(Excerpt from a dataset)
==============================

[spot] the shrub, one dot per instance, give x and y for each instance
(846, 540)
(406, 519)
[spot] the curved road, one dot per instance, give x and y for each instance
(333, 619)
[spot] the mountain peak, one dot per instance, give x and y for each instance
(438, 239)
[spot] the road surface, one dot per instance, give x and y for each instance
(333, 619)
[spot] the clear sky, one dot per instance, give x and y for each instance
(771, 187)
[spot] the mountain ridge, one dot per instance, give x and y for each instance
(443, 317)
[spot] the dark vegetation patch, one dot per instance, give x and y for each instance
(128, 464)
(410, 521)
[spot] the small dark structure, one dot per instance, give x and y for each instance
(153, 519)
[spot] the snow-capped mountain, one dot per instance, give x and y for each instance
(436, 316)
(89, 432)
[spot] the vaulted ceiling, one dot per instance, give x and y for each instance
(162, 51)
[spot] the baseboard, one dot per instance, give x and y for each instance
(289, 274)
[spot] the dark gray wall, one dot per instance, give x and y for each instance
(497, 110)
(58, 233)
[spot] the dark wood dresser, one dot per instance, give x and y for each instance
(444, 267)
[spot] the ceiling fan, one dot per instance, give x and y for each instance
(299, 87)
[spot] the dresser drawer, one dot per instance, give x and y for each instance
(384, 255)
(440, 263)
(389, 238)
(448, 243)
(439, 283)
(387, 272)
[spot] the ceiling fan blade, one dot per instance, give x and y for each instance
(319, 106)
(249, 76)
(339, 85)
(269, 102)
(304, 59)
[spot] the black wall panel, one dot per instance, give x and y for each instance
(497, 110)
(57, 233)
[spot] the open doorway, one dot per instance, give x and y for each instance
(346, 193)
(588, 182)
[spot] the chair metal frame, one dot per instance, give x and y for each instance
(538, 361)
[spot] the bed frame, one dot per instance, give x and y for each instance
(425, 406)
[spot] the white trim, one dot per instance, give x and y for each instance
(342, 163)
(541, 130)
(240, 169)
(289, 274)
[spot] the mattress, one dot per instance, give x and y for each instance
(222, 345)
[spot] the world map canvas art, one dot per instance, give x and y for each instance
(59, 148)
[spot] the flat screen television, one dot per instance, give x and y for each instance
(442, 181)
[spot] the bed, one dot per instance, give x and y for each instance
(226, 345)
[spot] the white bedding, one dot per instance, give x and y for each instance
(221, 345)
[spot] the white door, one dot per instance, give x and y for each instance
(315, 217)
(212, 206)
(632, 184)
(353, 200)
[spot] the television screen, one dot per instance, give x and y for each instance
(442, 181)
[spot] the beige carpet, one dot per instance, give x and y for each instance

==============================

#### [WHAT IS ASKED]
Transcribe each entry precisely, missing none.

#### [EXPECTED OUTPUT]
[spot] the shrub, one dot per instance, give x and y for each instance
(846, 540)
(406, 519)
[spot] the curved road, one dot per instance, give x and y for each instance
(333, 619)
[spot] the mountain peak, one dot per instance, give x and y for each instance
(438, 239)
[spot] the road surface, one dot per instance, give x and y for each instance
(333, 619)
[spot] the clear sky, one dot per instance, give x and y for each instance
(771, 187)
[spot] the mountain ridge, one dot per instance, give x and y for each instance
(443, 317)
[spot] the dark vegetation patch, one dot per instance, give x and y for each instance
(128, 464)
(410, 521)
[spot] the small dark structure, one dot per instance, give x and y for each instance
(153, 519)
[spot] the snow-capped mountain, one dot per instance, give x and y for each instance
(436, 316)
(89, 432)
[spot] the vaulted ceiling, one dot per instance, give x and y for each instance
(162, 51)
[spot] the baseboard, one dot per instance, give x and y for each instance
(289, 274)
[spot] the dark gray wall, one dot per instance, give x and y for each instance
(497, 110)
(58, 233)
[spot] the dark wood dresser, one dot per instance, give x and y for each instance
(444, 267)
[spot] the ceiling fan, one dot per instance, give x and y for each instance
(299, 87)
[spot] the dresser drawer, one dot per instance, give x and y for each instance
(384, 255)
(440, 263)
(389, 238)
(448, 243)
(439, 283)
(387, 272)
[spot] the ceiling fan blade, one dot per instance, give x and y for each instance
(319, 106)
(249, 76)
(339, 85)
(269, 102)
(304, 59)
[spot] the black wall panel, one dot per instance, give x and y for each instance
(497, 110)
(57, 233)
[spot] the open doorway, one dot per instance, give x and y for each instance
(346, 193)
(588, 182)
[spot] the chair metal frame, one dot per instance, give x and y for each instance
(538, 361)
[spot] the bed frame, one dot per instance, give x and y for each instance
(425, 406)
[spot] the white trim, one dot per instance, give x and y for each instance
(342, 163)
(541, 130)
(240, 169)
(289, 274)
[spot] the mattress, one dot per instance, give x and y for each instance
(222, 345)
[spot] the world map canvas art, one dot per instance, give x and y for each instance
(59, 148)
[spot] the flat screen television, one dot per instance, give x and y for each instance
(442, 181)
[spot] the bed, one dot per instance, give x and y for each instance
(226, 345)
[spot] the white bedding, one dot per instance, give x and y for each instance
(221, 345)
[spot] the white door, one dot per instance, give x and y for each instance
(315, 217)
(212, 206)
(632, 184)
(353, 200)
[spot] the television screen, one dot per instance, give x and y for each instance
(442, 181)
[spot] the beige carpet, one dot per instance, give x and y for each instance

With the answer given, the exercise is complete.